═══ Data excerpts ═══

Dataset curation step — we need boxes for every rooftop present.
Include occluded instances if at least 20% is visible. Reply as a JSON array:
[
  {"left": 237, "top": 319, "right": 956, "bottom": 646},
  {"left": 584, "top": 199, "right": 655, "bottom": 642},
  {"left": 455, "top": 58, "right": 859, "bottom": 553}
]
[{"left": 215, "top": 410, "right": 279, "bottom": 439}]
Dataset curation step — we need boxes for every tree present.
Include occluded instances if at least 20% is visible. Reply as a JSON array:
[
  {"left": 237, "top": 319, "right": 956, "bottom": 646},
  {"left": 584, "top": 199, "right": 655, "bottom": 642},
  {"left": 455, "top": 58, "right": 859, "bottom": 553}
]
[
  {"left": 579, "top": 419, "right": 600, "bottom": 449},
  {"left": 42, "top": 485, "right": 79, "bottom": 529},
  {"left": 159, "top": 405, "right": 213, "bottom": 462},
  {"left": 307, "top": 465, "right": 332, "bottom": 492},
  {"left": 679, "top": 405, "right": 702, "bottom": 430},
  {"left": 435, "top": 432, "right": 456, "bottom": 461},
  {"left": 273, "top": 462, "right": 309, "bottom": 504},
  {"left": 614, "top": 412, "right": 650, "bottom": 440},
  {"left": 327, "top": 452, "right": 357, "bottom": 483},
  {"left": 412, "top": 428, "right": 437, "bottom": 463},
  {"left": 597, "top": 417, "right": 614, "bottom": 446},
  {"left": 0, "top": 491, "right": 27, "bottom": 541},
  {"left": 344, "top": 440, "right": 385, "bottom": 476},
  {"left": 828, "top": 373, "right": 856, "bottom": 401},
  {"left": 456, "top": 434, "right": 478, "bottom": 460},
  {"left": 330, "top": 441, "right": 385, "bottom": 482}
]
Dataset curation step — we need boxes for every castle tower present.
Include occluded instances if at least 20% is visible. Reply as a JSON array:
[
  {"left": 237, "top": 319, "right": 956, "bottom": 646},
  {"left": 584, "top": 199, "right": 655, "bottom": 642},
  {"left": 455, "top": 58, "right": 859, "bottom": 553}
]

═══

■ Problem requirements: Make a verbatim copy of each record.

■ Solution for this exercise:
Dataset curation step — we need boxes for every rooftop present.
Include occluded instances if at least 20% is visible. Reply as a JSON array:
[
  {"left": 237, "top": 319, "right": 956, "bottom": 646},
  {"left": 584, "top": 199, "right": 655, "bottom": 642},
  {"left": 455, "top": 58, "right": 859, "bottom": 553}
]
[{"left": 215, "top": 410, "right": 279, "bottom": 439}]
Dataset curation step — we need boxes for every tree present.
Include occluded instances if at least 20% is visible. Reply as a JSON array:
[
  {"left": 237, "top": 319, "right": 956, "bottom": 646},
  {"left": 584, "top": 199, "right": 655, "bottom": 642},
  {"left": 455, "top": 58, "right": 859, "bottom": 553}
]
[
  {"left": 579, "top": 419, "right": 600, "bottom": 449},
  {"left": 42, "top": 485, "right": 79, "bottom": 529},
  {"left": 159, "top": 405, "right": 213, "bottom": 462},
  {"left": 307, "top": 465, "right": 332, "bottom": 492},
  {"left": 679, "top": 405, "right": 702, "bottom": 430},
  {"left": 435, "top": 432, "right": 456, "bottom": 461},
  {"left": 273, "top": 462, "right": 309, "bottom": 504},
  {"left": 614, "top": 412, "right": 650, "bottom": 440},
  {"left": 327, "top": 452, "right": 357, "bottom": 483},
  {"left": 412, "top": 428, "right": 437, "bottom": 463},
  {"left": 597, "top": 417, "right": 614, "bottom": 446},
  {"left": 0, "top": 491, "right": 27, "bottom": 541},
  {"left": 344, "top": 440, "right": 385, "bottom": 476},
  {"left": 828, "top": 373, "right": 856, "bottom": 401},
  {"left": 456, "top": 434, "right": 478, "bottom": 460},
  {"left": 330, "top": 441, "right": 385, "bottom": 482}
]
Dataset curation step — we need boxes for every castle tower present.
Include occluded instances if at least 20% is visible. Reply as a JSON array:
[
  {"left": 237, "top": 319, "right": 956, "bottom": 646},
  {"left": 584, "top": 199, "right": 655, "bottom": 642},
  {"left": 455, "top": 58, "right": 859, "bottom": 553}
]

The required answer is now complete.